> **TEXT SHOWN**:
□ □ □

I’ve been managing the Fitbit Feature Suggestion board for over a year. When I started, as with many online idea submission sites, it had fallen into “idea overwhelm,” more clearly depicted in Bill Johnston’s model below under step 2, “overwhelming backlog:”
This happens all too easily in communities that are very busy or where idea boards are sometimes launched without a clear process in place to tackle them. Overwhelming backlog usually leads to a stagnated and unmoderated idea space where customers rightly grow frustrated, and may be eventually better shut down.
But hold on… there is a way back from this scary online place! And there are a lot of ways to improve how we listen to customers and advocate on their behalf. I hope these insights are useful to anyone running an ideas board or anyone representing customer or community feedback and ideas, which should hopefully be all community managers.
1. Get clear about what your Product team wants
I left innumerable meetings with product managers having shared what our customers wanted, thinking I was being a stellar community advocate, wondering why our PMs weren’t more interested.
I realized, however, that our ideas board proposition is an open text box, which is essentially saying “tell me absolutely anything you want.” And then, I took all of that information, and gave it to Product. That volume of information was overwhelming, and the content was often irrelevant and unspecific.
After that I began asking “what exactly do you want to know from customers?” and when they gave me clearer ideas, I could find that information through various narrower methods such as surveys, polls, private online discussions, or even enlisting our UX and marketing team to help me. Things moved more quickly after that.
2. Set your community up to succeed by asking the right questions
It didn’t take long to discover that ideas submissions weren’t as useful for our product team as they could be because customers usually jumped straight to their own solution for what they wanted fixed or improved, rather than focusing on the problem they were having.
And there are many ways to skin a rabbit.

□ □ □

> **OBJECTIVE**:
Quote the entire text above about managing the Fitbit Feature Suggestion board, word for word.

□ □ □

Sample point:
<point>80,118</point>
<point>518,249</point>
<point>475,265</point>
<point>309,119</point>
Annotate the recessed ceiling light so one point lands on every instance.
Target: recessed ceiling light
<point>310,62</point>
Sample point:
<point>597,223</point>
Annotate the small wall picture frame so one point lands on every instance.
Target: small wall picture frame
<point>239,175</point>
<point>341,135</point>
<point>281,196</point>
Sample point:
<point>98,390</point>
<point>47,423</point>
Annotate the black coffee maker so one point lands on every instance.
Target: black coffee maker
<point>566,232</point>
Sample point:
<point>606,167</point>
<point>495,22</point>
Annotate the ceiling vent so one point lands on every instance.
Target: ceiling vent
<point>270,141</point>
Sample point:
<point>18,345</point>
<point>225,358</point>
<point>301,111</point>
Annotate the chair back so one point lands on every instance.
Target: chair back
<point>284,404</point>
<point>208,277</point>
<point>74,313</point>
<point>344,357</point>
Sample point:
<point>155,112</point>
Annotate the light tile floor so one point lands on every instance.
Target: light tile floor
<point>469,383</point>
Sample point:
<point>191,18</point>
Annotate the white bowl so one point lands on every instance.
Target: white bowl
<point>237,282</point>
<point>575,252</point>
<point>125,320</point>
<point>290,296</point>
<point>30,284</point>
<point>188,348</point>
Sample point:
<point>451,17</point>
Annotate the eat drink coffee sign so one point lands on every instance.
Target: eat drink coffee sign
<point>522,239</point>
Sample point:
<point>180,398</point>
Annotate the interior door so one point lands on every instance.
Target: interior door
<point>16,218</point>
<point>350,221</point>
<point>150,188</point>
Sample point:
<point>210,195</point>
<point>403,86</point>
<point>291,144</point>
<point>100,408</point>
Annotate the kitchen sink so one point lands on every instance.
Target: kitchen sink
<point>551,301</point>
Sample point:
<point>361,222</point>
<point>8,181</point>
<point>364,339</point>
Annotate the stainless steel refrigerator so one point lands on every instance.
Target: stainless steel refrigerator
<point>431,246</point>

□ □ □

> **ANSWER TO THIS EXERCISE**:
I’ve been managing the Fitbit Feature Suggestion board for over a year. When I started, as with many online idea submission sites, it had fallen into “idea overwhelm,” more clearly depicted in Bill Johnston’s model below under step 2, “overwhelming backlog:”
This happens all too easily in communities that are very busy or where idea boards are sometimes launched without a clear process in place to tackle them. Overwhelming backlog usually leads to a stagnated and unmoderated idea space where customers rightly grow frustrated, and may be eventually better shut down.
But hold on… there is a way back from this scary online place! And there are a lot of ways to improve how we listen to customers and advocate on their behalf. I hope these insights are useful to anyone running an ideas board or anyone representing customer or community feedback and ideas, which should hopefully be all community managers.
1. Get clear about what your Product team wants
I left innumerable meetings with product managers having shared what our customers wanted, thinking I was being a stellar community advocate, wondering why our PMs weren’t more interested.
I realized, however, that our ideas board proposition is an open text box, which is essentially saying “tell me absolutely anything you want.” And then, I took all of that information, and gave it to Product. That volume of information was overwhelming, and the content was often irrelevant and unspecific.
After that I began asking “what exactly do you want to know from customers?” and when they gave me clearer ideas, I could find that information through various narrower methods such as surveys, polls, private online discussions, or even enlisting our UX and marketing team to help me. Things moved more quickly after that.
2. Set your community up to succeed by asking the right questions
It didn’t take long to discover that ideas submissions weren’t as useful for our product team as they could be because customers usually jumped straight to their own solution for what they wanted fixed or improved, rather than focusing on the problem they were having.
And there are many ways to skin a rabbit.